*Aim of the task*
Reproduce the rows below verbatim, starting at the beginning of the rows and ending with the line containing "pixel 1206 445", both included.

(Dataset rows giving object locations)
## begin
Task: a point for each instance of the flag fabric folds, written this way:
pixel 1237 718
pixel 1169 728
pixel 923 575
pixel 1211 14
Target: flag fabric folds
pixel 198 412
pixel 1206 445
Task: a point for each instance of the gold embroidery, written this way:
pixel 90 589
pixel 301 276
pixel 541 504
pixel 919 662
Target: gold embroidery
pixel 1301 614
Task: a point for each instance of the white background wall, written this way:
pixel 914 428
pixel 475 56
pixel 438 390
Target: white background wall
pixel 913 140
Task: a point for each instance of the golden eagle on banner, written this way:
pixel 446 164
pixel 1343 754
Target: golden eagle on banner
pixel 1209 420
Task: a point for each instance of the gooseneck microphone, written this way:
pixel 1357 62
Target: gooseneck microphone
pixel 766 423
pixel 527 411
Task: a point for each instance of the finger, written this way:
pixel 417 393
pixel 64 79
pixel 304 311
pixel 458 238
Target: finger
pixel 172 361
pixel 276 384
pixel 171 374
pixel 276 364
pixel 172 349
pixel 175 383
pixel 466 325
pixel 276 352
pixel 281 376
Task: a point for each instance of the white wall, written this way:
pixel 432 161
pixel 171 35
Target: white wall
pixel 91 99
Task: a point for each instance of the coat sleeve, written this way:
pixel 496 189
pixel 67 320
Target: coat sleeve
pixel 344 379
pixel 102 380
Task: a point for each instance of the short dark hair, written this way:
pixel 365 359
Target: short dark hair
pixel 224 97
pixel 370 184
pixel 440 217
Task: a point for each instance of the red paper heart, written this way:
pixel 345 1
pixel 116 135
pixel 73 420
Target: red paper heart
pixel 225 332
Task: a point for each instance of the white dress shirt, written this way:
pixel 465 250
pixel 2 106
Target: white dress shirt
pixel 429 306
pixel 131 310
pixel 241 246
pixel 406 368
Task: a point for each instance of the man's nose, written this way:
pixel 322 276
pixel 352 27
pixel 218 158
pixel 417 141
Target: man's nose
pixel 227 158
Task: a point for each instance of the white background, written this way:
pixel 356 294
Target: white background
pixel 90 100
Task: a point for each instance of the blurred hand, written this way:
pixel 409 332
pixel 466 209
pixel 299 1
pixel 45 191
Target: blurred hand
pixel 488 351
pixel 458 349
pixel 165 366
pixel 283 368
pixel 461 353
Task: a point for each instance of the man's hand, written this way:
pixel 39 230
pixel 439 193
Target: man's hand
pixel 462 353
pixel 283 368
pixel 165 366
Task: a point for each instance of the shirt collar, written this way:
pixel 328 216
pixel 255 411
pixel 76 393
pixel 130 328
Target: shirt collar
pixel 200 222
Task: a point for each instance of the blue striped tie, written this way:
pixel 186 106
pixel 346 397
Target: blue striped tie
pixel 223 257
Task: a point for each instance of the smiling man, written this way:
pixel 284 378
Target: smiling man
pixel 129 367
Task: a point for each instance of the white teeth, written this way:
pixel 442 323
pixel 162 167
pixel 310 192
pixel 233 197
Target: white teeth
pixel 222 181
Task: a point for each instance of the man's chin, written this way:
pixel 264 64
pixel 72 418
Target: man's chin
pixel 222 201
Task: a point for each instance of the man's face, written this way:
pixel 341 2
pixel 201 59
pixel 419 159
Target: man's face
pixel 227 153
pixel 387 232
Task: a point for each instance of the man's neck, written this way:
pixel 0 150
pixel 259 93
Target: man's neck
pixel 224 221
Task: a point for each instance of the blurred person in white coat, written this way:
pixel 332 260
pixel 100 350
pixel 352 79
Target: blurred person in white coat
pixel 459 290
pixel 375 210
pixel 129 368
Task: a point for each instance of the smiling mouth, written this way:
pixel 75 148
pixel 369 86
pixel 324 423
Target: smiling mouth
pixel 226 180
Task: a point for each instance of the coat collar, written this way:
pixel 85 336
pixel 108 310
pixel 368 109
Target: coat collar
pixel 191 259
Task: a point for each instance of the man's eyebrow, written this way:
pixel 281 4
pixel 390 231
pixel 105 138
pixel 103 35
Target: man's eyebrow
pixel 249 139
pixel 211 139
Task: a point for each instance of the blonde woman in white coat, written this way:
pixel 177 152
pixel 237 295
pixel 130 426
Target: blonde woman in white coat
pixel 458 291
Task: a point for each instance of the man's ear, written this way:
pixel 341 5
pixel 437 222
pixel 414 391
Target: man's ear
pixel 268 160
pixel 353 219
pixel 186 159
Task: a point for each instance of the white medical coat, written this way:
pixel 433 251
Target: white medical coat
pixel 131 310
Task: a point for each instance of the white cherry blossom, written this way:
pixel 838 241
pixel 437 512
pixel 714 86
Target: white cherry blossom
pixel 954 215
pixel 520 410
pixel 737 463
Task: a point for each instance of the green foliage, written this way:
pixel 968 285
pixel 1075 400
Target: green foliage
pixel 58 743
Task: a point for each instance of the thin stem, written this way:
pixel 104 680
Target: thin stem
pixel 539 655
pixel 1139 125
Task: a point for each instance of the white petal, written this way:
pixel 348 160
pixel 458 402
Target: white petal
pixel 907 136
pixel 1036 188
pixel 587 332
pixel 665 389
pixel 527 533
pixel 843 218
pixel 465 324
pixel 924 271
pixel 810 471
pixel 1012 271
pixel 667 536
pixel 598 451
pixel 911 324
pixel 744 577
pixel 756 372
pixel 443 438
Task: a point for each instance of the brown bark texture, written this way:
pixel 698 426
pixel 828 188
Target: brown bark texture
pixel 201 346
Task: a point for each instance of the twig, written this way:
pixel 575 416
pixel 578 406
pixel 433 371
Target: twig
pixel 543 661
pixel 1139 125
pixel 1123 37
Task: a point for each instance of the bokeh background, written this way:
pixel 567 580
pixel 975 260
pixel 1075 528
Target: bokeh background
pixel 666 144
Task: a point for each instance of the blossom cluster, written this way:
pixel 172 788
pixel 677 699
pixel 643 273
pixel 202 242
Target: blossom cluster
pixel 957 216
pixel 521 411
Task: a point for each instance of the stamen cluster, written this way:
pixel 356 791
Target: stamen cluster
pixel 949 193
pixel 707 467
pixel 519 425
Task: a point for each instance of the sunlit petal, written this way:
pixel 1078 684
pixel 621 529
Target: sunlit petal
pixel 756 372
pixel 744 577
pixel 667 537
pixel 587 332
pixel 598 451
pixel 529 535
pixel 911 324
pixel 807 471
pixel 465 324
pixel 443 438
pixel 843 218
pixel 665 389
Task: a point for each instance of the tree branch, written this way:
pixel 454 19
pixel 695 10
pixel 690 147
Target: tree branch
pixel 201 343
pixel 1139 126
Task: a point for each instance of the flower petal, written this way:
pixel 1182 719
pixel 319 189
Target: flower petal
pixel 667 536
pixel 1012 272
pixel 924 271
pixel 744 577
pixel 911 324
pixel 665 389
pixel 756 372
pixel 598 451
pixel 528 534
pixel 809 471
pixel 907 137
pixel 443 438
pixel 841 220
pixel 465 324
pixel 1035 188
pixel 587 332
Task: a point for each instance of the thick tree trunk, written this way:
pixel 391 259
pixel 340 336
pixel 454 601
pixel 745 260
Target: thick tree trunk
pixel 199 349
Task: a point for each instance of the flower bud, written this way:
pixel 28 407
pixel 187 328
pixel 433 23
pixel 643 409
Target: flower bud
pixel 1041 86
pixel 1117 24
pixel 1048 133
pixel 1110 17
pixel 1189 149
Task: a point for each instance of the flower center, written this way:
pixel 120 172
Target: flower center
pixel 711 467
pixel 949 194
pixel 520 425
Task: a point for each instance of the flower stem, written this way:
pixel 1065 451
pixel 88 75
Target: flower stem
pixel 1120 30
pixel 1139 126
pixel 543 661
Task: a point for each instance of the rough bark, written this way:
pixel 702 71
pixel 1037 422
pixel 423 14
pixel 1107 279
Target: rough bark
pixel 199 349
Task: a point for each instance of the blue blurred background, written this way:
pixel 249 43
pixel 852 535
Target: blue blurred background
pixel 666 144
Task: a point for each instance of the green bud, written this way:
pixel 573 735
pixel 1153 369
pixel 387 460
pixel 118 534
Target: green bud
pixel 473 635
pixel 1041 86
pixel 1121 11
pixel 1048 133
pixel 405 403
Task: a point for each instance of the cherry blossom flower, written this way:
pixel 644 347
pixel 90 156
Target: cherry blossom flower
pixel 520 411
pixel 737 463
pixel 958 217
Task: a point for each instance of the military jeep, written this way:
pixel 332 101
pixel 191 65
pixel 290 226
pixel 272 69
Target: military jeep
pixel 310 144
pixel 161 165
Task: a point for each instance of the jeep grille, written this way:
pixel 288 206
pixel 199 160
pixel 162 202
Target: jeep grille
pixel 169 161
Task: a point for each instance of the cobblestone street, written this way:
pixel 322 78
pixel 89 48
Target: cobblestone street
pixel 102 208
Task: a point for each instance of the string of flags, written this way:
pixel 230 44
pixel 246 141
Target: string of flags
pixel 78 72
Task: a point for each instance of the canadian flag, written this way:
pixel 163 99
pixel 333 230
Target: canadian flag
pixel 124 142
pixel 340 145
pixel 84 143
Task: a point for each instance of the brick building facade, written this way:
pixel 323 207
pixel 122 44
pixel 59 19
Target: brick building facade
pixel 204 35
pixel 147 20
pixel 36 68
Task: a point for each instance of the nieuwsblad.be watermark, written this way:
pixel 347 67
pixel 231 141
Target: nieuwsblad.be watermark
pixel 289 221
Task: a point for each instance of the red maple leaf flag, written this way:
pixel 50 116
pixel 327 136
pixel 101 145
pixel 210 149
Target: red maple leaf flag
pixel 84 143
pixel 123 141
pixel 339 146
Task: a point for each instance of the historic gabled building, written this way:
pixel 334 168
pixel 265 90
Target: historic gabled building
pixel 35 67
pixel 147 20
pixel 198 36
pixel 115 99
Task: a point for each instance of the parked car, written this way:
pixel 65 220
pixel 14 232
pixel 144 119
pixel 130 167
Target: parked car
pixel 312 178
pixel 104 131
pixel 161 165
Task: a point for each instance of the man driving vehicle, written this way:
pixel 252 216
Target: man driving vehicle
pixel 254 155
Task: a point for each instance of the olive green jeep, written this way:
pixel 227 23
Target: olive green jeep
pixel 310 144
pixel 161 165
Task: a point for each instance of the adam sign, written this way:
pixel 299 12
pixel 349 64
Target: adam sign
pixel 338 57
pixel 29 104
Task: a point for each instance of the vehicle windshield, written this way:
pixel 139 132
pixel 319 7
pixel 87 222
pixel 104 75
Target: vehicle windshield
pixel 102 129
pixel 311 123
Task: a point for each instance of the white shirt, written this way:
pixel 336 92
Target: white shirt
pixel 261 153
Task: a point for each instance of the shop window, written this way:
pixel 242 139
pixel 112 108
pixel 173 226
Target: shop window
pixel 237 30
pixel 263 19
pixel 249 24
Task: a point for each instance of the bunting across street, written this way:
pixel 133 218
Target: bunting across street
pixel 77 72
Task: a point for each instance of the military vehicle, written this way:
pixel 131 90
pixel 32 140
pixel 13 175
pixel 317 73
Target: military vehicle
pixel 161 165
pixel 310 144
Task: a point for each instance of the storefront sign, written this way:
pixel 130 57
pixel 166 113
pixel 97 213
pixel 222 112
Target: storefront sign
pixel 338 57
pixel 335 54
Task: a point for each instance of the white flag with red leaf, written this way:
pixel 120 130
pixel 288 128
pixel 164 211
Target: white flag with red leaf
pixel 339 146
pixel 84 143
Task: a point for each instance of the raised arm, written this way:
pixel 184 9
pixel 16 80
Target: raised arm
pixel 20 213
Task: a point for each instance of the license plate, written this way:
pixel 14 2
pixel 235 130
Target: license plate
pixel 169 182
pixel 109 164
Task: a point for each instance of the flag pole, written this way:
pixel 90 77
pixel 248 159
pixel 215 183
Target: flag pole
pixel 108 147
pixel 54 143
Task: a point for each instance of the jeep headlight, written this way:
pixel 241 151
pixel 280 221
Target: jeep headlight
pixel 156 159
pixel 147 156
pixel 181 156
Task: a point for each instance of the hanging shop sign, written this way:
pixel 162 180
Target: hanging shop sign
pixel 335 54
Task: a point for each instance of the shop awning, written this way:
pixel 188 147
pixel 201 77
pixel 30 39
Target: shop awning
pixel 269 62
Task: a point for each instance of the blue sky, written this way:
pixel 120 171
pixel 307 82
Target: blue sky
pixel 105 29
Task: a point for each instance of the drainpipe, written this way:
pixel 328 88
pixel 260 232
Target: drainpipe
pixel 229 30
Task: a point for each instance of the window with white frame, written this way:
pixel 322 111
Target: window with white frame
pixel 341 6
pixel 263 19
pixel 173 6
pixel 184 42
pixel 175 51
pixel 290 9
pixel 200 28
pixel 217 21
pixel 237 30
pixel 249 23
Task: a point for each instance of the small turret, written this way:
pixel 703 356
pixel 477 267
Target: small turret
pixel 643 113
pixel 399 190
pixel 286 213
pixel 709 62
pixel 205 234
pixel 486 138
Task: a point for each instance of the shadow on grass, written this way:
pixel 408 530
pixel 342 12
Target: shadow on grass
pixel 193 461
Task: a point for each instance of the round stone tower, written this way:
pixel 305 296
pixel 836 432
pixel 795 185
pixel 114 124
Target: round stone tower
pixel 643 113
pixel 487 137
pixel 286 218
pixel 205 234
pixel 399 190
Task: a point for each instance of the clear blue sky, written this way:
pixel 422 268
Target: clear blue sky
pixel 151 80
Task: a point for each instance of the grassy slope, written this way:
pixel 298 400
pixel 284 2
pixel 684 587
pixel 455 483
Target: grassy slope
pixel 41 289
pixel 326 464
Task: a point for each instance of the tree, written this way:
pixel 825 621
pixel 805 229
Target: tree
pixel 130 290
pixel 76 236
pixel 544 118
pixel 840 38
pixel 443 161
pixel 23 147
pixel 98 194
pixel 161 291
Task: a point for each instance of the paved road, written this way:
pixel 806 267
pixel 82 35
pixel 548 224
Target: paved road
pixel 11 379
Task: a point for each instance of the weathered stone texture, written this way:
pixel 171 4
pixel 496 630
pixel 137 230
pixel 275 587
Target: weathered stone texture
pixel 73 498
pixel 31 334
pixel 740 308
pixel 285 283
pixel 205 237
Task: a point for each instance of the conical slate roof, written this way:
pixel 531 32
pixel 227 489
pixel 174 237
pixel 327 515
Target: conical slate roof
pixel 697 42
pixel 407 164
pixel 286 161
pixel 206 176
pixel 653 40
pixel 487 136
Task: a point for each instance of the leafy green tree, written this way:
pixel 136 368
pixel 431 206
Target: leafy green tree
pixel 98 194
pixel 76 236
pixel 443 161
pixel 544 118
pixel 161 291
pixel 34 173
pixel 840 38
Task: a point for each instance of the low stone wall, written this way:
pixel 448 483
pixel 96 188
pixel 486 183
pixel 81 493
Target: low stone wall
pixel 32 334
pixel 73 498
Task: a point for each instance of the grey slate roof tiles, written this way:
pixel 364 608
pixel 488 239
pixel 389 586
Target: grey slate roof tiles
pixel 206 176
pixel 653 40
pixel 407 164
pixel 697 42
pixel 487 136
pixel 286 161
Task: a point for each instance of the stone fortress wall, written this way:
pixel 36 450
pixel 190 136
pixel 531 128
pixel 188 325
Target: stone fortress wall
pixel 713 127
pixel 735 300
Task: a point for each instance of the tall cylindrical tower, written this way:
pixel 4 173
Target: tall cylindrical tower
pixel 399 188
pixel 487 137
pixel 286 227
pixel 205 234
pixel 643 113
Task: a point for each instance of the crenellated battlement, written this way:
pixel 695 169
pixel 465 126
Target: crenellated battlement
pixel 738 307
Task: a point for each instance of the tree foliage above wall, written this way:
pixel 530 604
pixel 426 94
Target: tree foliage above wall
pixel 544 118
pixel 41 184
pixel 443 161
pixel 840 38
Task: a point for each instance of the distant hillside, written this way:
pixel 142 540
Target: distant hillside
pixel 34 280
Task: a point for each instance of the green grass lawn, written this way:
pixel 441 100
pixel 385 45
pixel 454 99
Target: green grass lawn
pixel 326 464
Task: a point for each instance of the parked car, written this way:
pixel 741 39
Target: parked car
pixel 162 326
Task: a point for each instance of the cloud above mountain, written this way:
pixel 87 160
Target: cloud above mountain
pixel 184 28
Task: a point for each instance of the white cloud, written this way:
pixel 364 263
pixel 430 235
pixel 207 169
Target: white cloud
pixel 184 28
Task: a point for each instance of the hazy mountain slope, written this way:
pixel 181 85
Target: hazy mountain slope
## end
*Exercise response*
Task: a point for each instance of the flag fabric folds, written this way:
pixel 1237 718
pixel 1169 728
pixel 923 575
pixel 1211 14
Target: flag fabric folds
pixel 198 412
pixel 1206 445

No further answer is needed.